**To be done:** List every line of the data below that contains the string "sign". Case counts, so match capitalization exactly.

########

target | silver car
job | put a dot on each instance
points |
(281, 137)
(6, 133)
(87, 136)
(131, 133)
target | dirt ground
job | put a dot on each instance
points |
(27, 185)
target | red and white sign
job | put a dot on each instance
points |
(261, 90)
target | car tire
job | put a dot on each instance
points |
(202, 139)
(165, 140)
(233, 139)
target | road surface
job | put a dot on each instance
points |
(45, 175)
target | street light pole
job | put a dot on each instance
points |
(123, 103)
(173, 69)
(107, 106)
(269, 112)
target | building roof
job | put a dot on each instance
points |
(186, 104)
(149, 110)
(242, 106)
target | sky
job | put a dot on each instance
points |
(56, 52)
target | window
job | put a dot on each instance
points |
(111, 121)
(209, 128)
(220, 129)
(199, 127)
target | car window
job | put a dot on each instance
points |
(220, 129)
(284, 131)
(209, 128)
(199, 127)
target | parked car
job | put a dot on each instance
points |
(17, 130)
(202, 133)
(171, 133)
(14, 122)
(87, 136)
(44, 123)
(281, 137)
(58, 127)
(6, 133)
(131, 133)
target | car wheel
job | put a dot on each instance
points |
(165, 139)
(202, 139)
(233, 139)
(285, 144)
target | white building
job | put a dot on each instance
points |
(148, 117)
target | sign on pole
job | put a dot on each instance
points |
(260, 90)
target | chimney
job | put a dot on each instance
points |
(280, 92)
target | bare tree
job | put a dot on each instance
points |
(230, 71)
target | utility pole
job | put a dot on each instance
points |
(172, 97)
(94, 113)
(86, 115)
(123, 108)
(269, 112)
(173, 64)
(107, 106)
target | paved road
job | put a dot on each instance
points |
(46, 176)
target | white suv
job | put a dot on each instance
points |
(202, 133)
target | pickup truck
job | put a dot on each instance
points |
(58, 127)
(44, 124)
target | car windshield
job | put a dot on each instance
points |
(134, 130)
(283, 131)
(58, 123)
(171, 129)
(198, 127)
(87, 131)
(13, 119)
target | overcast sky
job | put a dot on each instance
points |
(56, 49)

########

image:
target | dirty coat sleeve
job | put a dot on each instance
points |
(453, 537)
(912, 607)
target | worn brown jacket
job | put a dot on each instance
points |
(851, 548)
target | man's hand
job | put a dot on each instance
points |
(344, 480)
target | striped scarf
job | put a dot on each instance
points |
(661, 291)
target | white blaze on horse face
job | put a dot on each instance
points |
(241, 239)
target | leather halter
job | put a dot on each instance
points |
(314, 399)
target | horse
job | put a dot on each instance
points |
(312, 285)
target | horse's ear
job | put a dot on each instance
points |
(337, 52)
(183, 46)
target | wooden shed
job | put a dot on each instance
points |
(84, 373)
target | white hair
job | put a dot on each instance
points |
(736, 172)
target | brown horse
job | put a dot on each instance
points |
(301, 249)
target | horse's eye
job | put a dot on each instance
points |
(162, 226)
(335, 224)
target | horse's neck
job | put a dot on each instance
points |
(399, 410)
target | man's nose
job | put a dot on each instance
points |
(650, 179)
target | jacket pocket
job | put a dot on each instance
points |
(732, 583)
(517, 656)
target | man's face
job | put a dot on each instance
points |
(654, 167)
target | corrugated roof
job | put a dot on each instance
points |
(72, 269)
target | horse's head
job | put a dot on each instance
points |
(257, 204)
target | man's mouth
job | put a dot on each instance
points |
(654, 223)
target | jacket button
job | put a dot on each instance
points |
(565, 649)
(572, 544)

########

**Worked solution:**
target | red and white sign
target | sign on pole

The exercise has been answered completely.